Task → The output should be the line containing "TASK = place a pin on each instance of the elderly" and every later line of the records, exactly as written, and nothing else.

(Natural language region descriptions)
★ ★ ★ ★

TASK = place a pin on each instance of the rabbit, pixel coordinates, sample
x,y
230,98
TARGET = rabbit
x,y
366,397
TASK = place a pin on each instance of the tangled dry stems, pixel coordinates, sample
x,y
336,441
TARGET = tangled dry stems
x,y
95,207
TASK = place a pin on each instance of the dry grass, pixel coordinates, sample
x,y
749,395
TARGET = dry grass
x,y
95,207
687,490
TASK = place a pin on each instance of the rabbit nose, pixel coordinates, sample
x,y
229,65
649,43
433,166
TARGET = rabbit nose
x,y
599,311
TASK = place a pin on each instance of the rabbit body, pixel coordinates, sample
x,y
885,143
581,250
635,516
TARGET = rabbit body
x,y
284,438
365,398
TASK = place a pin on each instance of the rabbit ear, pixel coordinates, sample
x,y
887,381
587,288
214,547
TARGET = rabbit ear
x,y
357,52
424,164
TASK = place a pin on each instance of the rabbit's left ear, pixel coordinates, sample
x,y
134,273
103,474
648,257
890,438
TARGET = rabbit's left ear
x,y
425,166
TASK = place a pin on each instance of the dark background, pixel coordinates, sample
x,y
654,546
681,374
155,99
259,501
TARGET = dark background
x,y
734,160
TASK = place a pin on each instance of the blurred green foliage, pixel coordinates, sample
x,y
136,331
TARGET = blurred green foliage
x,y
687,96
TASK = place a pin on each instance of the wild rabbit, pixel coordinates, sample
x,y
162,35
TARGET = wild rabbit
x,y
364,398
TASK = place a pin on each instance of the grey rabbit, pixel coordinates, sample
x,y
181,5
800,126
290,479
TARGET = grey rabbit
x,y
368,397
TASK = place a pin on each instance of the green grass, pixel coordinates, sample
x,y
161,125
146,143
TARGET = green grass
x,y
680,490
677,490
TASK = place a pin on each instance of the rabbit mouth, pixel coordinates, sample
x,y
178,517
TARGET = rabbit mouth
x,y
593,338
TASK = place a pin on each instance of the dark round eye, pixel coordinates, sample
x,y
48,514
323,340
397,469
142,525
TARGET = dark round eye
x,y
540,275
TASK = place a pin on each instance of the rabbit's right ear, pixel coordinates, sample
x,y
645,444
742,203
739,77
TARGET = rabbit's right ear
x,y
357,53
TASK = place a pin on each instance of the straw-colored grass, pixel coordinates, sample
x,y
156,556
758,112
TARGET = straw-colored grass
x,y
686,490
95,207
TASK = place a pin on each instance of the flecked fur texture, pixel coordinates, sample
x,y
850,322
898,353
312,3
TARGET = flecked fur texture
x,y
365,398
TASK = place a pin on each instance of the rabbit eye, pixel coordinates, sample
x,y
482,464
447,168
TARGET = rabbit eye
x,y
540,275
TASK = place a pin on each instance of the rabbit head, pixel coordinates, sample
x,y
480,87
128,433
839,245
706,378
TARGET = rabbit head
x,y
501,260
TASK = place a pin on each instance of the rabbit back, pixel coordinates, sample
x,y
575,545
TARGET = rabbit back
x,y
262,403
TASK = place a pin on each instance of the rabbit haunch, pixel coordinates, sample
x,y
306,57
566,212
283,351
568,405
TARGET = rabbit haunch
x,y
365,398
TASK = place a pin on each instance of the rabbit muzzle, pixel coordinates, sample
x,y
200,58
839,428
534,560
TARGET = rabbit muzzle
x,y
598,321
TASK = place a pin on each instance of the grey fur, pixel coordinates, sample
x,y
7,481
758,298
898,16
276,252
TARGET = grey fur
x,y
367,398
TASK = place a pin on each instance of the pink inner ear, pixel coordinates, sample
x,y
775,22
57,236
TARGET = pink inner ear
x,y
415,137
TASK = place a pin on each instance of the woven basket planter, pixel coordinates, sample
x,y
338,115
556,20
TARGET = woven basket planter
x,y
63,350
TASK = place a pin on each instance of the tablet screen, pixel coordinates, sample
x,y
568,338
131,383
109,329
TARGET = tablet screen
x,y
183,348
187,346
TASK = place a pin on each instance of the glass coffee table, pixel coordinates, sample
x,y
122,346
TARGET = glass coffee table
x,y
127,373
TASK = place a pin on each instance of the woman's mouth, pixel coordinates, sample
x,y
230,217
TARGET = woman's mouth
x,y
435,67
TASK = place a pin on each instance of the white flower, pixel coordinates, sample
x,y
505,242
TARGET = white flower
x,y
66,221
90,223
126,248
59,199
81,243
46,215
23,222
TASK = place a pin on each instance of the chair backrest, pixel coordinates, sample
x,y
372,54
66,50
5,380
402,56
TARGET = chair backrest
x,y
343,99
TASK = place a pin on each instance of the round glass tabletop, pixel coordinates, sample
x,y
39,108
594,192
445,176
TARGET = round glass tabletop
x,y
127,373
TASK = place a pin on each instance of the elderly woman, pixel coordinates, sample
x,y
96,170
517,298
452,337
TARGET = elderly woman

★ ★ ★ ★

Task solution →
TASK = place a pin on each instance of the elderly woman, pixel coordinates, sample
x,y
96,170
517,298
452,337
TARGET = elderly woman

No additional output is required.